** EXERCISE **
Find every line in the listing below that contains the word "cake", and copy each of those lines.

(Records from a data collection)

┄┄┄┄┄┄┄┄┄┄┄┄┄┄┄┄┄┄┄┄

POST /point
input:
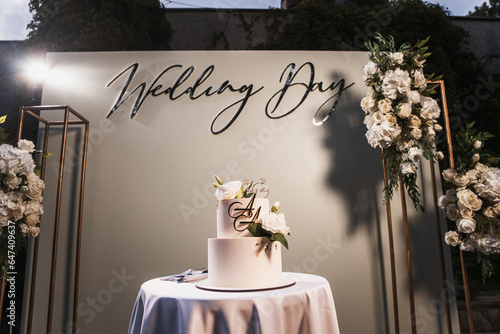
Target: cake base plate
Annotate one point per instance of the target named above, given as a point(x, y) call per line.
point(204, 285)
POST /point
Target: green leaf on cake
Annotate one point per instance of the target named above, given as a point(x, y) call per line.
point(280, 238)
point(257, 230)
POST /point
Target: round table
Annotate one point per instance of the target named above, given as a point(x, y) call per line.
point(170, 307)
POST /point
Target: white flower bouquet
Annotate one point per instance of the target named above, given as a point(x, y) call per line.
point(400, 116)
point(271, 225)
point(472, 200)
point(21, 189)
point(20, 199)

┄┄┄┄┄┄┄┄┄┄┄┄┄┄┄┄┄┄┄┄

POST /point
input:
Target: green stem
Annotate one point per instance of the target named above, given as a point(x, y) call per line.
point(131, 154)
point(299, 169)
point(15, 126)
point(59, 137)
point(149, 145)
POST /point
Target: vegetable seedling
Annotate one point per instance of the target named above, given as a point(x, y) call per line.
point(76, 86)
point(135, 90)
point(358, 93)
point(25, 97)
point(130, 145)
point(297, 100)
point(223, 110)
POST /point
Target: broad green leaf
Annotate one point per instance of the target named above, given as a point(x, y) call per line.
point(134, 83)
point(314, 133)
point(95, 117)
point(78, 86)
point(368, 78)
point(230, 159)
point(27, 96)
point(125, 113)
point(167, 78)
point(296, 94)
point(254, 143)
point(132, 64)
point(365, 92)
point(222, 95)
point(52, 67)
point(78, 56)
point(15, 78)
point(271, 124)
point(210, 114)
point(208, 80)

┄┄┄┄┄┄┄┄┄┄┄┄┄┄┄┄┄┄┄┄

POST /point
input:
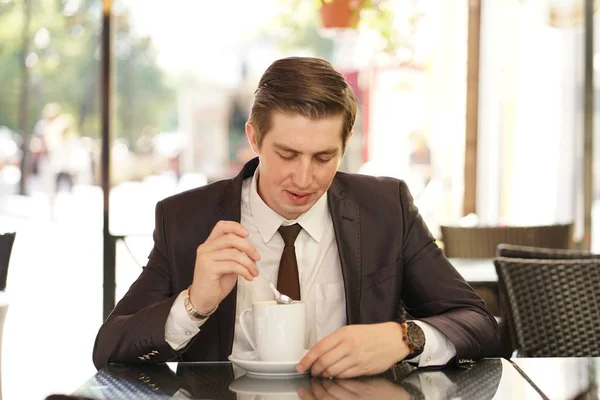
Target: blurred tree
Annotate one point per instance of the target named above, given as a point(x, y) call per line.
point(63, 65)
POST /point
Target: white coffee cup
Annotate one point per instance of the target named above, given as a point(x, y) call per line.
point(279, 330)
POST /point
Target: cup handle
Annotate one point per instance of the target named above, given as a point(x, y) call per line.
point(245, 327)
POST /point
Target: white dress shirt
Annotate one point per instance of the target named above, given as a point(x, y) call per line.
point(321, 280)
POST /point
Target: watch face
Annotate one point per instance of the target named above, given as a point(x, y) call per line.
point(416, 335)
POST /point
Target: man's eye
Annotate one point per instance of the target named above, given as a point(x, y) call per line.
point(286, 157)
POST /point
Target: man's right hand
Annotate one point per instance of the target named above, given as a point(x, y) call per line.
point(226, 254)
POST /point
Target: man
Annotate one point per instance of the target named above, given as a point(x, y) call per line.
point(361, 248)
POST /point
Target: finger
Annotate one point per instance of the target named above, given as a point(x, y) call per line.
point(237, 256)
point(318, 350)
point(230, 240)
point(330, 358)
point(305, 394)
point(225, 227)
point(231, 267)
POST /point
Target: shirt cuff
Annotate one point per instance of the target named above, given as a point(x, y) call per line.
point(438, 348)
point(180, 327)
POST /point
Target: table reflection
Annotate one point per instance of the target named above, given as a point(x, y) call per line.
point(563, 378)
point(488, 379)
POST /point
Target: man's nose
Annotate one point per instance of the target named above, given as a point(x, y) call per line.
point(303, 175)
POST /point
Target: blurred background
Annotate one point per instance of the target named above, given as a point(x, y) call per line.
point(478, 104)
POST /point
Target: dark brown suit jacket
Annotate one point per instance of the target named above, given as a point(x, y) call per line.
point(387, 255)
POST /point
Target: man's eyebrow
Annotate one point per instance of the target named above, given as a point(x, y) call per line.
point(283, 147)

┄┄┄┄┄┄┄┄┄┄┄┄┄┄┄┄┄┄┄┄

** RESPONSE TO THE TASK **
Target: cake base plate
Target: green leaf on cake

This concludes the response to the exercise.